What you have to do: Beginning at the line that holds "Then the output", restate each line exactly through the final line of the records. Include both of those lines.
---- Materials provided
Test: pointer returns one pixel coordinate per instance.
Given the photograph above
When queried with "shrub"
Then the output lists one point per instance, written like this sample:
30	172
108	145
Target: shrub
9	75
--------
Result:
Then the output lists one point per instance, written like this sample:
30	172
108	145
Target: shrub
9	75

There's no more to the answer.